§ Selected excerpt:
-------

First things first-we were shown some of the tools of the trade, then the basics of electricity and the differences in lamp parts that you should be prepared to consider when shopping at the hardware store were explained, and noted down by someone who is not me. ( I wouldn’t have anyone think they could safely wire a lamp from reading this blog post, so I won’t be teaching it here per se. I did learn enough to make me able to learn more, and that’s what I hope to encourage here.) 

Table lamps are not required to have ground wire, so lamp cord contains two 18 gauge wires, a hot wire and a neutral one, bound together. Strip the insulation off this cord (too fun if you have the right tool),and you’ll see the paired bundles of copper wires inside. They would work if solid copper wires instead of the stranded wires that they are, but then your cord wouldn’t be as flexible.

My lamp was examined and exclaimed over and declared in need of a simple wiring job. We got all the materials we needed FOR FREE!,so I picked a yellow cord and plug combo, and a new metal cap and shell socket.

-------

§ Problems to work on:
a – In the lamp-wiring passage, what does lamp cord contain?
b – List everything the lamp-wiring passage says was shown or explained first.
c – Translate this sentence from the lamp-wiring passage into Spanish: "Table lamps are not required to have ground wire, so lamp cord contains two 18 gauge wires, a hot wire and a neutral one, bound together."
The items that come next are separate from the lamp-wiring passage.

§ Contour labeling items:
-------

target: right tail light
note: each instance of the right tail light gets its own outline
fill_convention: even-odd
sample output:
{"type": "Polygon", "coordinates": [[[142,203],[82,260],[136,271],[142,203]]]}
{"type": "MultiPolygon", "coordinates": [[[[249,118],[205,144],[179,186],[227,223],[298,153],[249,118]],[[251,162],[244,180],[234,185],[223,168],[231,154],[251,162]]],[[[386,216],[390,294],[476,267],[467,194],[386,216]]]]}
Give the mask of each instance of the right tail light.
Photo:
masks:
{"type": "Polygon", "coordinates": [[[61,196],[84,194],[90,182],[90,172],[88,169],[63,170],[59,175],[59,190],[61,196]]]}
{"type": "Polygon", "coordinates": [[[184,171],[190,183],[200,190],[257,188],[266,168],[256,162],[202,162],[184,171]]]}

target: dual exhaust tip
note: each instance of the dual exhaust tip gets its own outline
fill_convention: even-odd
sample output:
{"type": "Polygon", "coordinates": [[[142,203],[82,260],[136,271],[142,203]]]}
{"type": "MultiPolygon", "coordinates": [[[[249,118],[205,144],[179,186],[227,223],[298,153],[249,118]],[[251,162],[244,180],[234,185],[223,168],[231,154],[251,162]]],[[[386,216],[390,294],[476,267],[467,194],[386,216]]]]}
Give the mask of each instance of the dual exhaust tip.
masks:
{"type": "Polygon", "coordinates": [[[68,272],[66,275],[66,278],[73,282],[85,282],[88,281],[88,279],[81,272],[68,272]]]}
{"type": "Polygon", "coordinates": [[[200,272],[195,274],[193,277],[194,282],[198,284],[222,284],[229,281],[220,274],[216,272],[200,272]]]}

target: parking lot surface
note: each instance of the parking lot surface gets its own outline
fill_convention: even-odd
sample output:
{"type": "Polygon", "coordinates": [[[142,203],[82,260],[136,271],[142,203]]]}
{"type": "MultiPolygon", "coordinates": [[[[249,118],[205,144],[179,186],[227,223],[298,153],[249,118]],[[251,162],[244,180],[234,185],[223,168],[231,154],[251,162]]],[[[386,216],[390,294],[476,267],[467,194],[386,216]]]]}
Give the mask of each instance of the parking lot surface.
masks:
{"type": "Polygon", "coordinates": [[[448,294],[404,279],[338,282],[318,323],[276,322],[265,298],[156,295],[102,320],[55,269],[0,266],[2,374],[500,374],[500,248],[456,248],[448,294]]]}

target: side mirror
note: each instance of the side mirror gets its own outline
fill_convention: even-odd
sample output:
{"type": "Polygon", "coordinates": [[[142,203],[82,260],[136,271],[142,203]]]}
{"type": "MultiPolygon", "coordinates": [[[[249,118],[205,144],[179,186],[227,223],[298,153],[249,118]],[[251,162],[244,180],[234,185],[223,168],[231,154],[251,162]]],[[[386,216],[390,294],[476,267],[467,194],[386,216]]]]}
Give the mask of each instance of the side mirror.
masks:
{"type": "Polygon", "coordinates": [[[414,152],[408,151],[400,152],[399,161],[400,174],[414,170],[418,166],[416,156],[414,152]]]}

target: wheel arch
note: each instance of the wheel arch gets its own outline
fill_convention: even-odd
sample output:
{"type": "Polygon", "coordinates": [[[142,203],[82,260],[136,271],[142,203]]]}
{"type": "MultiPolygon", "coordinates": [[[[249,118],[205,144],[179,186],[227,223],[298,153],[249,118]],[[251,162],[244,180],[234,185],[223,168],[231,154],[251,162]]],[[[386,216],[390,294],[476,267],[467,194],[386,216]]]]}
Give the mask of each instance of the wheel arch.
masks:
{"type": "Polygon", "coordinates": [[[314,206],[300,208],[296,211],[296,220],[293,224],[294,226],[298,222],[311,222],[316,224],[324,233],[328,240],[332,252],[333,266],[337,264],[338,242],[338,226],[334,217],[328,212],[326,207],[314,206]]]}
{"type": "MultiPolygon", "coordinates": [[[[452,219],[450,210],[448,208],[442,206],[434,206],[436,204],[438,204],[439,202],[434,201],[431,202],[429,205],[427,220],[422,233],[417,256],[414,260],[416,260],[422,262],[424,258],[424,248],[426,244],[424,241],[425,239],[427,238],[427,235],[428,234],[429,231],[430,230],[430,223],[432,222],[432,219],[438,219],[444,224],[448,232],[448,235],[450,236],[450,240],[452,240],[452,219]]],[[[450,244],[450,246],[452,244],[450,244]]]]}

-------

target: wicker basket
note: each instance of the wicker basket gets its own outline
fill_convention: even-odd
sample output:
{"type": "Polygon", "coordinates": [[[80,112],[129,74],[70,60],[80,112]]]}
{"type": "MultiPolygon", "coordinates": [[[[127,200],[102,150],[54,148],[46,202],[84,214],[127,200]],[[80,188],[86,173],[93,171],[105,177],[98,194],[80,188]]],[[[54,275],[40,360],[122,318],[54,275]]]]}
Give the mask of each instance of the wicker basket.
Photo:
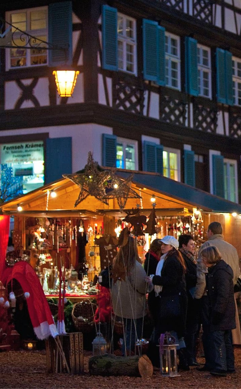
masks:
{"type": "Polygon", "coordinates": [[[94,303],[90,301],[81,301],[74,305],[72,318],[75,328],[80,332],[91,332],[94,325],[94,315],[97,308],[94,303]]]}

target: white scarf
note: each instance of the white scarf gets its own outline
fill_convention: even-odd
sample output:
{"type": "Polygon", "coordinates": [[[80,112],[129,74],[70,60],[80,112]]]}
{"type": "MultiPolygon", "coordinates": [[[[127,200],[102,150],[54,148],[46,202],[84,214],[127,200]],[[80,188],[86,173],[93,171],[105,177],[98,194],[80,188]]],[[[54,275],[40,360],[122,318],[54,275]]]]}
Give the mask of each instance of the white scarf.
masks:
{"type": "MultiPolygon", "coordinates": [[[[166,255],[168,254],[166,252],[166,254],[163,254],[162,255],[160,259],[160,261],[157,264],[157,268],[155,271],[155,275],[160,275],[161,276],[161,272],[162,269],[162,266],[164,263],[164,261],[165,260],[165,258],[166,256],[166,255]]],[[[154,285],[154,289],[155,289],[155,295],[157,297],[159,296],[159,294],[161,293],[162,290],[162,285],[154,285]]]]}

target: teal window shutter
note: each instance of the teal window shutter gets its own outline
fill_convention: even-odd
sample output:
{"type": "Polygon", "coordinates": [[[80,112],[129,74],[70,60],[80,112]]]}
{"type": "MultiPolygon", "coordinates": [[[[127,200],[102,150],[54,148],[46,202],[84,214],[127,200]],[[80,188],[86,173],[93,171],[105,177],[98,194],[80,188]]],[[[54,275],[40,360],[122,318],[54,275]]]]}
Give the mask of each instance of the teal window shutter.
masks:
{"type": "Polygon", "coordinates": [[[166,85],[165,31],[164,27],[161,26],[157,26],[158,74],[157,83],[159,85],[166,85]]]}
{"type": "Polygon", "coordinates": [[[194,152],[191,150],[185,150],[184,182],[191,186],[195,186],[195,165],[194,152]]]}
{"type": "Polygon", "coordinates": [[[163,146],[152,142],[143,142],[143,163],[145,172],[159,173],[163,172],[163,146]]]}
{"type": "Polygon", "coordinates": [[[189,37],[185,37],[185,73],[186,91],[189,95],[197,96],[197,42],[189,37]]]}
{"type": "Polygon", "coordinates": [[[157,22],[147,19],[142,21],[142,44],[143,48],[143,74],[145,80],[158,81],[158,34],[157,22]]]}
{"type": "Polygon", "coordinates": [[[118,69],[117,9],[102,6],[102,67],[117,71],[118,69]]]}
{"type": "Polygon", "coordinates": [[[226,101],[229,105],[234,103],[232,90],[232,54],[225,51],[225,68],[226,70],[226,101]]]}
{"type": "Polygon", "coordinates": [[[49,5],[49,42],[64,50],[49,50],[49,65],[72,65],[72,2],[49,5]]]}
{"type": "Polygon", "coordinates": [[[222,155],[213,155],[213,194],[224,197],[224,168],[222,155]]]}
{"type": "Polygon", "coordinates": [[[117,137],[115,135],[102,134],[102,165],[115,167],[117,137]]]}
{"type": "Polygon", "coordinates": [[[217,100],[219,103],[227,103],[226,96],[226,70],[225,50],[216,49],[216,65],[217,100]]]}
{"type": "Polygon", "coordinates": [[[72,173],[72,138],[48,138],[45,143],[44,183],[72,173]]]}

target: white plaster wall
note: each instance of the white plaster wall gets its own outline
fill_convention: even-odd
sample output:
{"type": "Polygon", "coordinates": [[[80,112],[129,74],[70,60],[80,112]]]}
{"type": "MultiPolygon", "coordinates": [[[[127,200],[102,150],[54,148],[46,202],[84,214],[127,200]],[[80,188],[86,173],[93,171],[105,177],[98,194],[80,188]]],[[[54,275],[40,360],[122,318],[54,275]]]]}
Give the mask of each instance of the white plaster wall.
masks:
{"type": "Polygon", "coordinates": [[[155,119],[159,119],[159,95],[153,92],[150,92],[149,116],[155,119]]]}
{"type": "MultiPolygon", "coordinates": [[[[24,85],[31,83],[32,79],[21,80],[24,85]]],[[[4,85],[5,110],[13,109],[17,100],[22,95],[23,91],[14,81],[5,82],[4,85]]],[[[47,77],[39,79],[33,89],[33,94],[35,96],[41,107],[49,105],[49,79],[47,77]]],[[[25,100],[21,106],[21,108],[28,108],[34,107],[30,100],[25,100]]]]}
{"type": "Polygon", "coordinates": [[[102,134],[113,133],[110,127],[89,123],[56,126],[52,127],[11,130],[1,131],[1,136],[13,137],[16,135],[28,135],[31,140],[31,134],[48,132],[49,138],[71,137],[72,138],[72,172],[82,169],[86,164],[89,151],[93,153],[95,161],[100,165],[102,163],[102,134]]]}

-------

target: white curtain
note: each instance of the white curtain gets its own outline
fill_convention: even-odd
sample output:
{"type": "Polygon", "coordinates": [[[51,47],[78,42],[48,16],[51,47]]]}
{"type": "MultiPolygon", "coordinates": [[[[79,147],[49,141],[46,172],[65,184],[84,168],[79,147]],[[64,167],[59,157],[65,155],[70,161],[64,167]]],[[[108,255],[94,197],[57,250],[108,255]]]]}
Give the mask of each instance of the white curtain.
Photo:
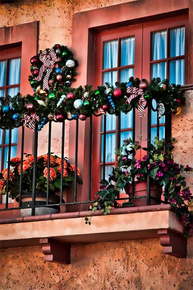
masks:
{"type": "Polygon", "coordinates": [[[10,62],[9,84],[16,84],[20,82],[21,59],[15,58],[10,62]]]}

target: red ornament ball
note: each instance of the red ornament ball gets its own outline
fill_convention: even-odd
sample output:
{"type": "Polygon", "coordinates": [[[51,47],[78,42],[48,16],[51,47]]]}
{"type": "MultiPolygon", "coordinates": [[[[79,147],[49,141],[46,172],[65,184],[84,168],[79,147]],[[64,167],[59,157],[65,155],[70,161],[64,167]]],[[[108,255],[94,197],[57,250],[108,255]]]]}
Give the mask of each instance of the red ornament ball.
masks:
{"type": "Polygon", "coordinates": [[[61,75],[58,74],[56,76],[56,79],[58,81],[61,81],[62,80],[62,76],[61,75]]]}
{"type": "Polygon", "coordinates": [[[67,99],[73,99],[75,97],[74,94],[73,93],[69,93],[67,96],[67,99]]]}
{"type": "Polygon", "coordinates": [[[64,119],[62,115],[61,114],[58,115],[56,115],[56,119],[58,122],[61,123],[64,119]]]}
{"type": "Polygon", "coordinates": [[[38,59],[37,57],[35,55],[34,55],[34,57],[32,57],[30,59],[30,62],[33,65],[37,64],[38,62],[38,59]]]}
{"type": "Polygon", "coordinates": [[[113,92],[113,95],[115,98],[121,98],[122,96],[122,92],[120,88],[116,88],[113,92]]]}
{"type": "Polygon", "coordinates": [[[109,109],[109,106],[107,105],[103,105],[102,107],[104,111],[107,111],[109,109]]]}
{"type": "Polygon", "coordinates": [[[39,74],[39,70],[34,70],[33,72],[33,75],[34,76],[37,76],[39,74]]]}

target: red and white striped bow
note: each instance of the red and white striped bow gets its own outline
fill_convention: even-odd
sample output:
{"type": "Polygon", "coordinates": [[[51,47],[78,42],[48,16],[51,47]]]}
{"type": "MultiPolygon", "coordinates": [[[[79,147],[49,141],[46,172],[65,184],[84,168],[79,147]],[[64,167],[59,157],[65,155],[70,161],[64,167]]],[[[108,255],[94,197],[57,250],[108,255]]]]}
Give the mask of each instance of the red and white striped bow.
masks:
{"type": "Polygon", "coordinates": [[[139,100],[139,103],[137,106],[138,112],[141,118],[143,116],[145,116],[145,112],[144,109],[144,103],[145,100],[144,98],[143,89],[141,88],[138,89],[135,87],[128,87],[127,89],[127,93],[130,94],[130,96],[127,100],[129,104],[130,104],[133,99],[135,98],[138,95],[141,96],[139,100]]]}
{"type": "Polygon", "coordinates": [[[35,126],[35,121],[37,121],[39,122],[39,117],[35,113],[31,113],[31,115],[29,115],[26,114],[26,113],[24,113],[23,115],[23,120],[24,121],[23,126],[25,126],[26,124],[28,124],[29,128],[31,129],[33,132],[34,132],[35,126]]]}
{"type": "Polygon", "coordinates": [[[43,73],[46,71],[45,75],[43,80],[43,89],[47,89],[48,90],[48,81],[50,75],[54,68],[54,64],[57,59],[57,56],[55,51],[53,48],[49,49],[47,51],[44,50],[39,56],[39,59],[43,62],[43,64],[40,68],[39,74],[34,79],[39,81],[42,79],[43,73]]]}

-------

§ Answers for this exercise:
a – Two 18 gauge wires, a hot wire and a neutral one, bound together.

b –
- The tools of the trade
- The basics of electricity
- The differences in lamp parts to consider when shopping at the hardware store

c – Las lámparas de mesa no están obligadas a tener cable de tierra, por lo que el cordón de lámpara contiene dos cables de calibre 18, uno vivo y uno neutro, unidos entre sí.